● Dataset records:
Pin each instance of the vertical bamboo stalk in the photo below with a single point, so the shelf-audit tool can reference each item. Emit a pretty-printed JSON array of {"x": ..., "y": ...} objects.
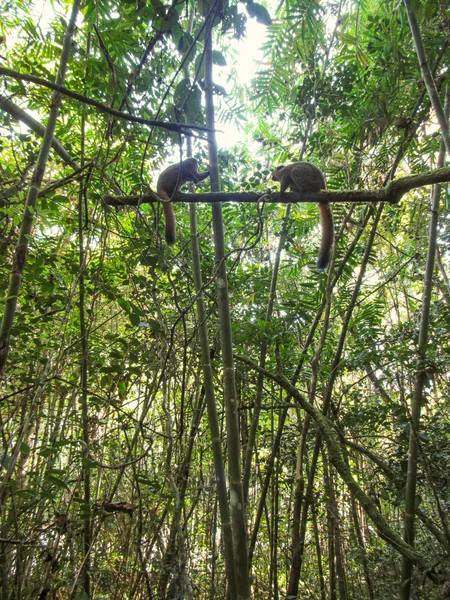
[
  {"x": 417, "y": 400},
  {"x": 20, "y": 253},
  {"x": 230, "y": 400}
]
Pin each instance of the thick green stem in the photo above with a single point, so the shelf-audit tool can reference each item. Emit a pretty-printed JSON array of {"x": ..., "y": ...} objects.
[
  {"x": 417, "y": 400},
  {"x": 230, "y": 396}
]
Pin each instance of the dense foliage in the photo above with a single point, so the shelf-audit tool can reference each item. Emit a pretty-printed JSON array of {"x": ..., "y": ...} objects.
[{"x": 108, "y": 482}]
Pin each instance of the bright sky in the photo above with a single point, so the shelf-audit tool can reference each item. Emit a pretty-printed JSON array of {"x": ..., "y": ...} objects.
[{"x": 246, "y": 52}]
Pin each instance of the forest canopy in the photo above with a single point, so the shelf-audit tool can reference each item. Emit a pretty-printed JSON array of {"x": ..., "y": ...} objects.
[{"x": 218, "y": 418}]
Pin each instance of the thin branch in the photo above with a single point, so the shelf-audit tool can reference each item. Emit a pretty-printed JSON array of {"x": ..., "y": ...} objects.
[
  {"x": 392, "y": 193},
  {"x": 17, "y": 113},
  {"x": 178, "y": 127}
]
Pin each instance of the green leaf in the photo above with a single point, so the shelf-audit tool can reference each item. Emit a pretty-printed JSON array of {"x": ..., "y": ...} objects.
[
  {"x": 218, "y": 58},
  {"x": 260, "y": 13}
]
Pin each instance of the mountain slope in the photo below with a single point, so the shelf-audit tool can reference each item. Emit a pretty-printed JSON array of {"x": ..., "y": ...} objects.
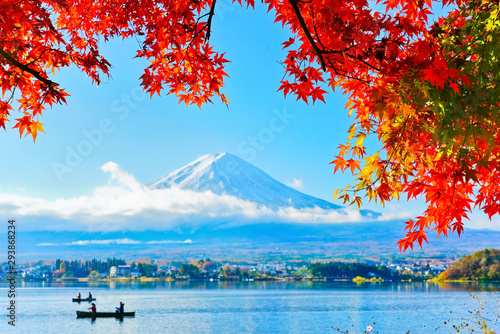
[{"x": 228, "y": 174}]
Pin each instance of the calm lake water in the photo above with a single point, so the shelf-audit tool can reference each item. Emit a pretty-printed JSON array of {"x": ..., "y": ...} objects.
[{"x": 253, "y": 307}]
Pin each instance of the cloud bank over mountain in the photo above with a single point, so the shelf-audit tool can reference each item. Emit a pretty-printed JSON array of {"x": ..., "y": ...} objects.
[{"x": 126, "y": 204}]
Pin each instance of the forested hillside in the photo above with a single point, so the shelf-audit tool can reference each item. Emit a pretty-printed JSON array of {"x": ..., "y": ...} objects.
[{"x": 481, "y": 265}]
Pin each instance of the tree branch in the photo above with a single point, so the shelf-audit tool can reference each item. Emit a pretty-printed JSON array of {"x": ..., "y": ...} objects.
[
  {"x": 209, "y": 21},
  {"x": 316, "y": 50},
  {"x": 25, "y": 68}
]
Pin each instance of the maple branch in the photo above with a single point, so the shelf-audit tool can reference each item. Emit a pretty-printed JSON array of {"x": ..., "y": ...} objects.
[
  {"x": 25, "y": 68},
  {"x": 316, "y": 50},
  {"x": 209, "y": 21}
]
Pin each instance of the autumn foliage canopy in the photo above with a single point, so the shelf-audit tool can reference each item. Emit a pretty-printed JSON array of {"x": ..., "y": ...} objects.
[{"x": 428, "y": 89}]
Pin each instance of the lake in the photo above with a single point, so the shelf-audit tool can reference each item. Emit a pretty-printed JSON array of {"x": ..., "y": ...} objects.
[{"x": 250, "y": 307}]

● Your objective: Copy every entry above word for word, leaving out the pictures.

● The reply:
Pin each instance of the vertical bamboo stalk in the photo below with a single point, so the shelf-audit tool can reference each item. Emit a pretty-printed JSON array of {"x": ..., "y": ...} objects.
[
  {"x": 417, "y": 400},
  {"x": 20, "y": 253},
  {"x": 230, "y": 400}
]
Pin each instance of the thick green stem in the photo above with a single point, so the shelf-audit tool can reference each item. Emit a pretty-printed JSON array of {"x": ..., "y": ...} objects.
[
  {"x": 417, "y": 400},
  {"x": 230, "y": 396}
]
Pin each instance of the dense foliage in the photo above with a single point, so the shelf-audit tool can reference each item. Emit a pretty-printed JSON array of {"x": ..., "y": ...} objects.
[{"x": 108, "y": 482}]
Pin each instance of the bright sky in the photo above with a single point, so the shelf-audit tool can reference each item. Emit a pretty-printed JSON array of {"x": ..., "y": ...} objects.
[{"x": 246, "y": 52}]
Pin each instance of the forest canopy in the photo above with a single point, so the shelf-audit tool can reference each item. Emit a pretty-printed JSON array of {"x": ..., "y": ...} objects.
[{"x": 218, "y": 418}]
Pin each instance of the thin branch in the photo above with a single point, so the shelf-audit tool can reference each item. Emit a pretty-printed JSON array of {"x": ..., "y": ...} objects.
[
  {"x": 392, "y": 193},
  {"x": 17, "y": 113},
  {"x": 178, "y": 127}
]
Pin each instance of the green leaf in the photo above with a single point, so the shelf-audit tool can reference each item. Emit a pretty-printed JSON array of {"x": ..., "y": ...} objects.
[
  {"x": 218, "y": 58},
  {"x": 260, "y": 13}
]
Pin each instance of the mountain slope in the photo below with a single point, so the shelf-audit tool can reference each item. Emit a pretty-printed JSON array of {"x": ..., "y": ...} objects.
[{"x": 228, "y": 174}]
Pin each instance of the calm lake water in the photo above with a single point, so the shelf-audit tool can reference each item. Emit a pretty-printed JSON array of {"x": ..., "y": ...} objects.
[{"x": 253, "y": 307}]
Pin each instance of the cloud bank over mountain in the photo above with a single point, so the shelf-audit tool can reference each item. Emit a pretty-printed JSON array of {"x": ..., "y": ...} objects.
[{"x": 126, "y": 204}]
Pin each instance of the forested hillside in the photo above with a single point, so the shelf-audit tool can reference each item. Emit a pretty-printed JSON array of {"x": ..., "y": ...} objects.
[{"x": 481, "y": 265}]
Pin each instance of the tree branch in the photo above with a single point, so the shelf-audit tool can reference each item. Emit a pretty-printed JSON array of {"x": ..., "y": ...} objects.
[
  {"x": 209, "y": 21},
  {"x": 316, "y": 50},
  {"x": 25, "y": 68}
]
Pin each instance of the maple branch in the photo above with a single point, so the shelf-audit tool can reference each item. Emit a pretty-printed JSON array of {"x": ..., "y": ...} objects.
[
  {"x": 25, "y": 68},
  {"x": 316, "y": 50},
  {"x": 209, "y": 21}
]
Pin each instance of the autumn foliage canopy in the photo above with a single point, so the shelf-audit tool can reference each item. Emit a pretty-printed JSON array of {"x": ..., "y": ...} objects.
[{"x": 428, "y": 89}]
Pin each instance of the lake in the photo above with a single point, so the shelf-audit tool can reference each item. Emit a pretty-printed JSON array of {"x": ..., "y": ...} objects.
[{"x": 250, "y": 307}]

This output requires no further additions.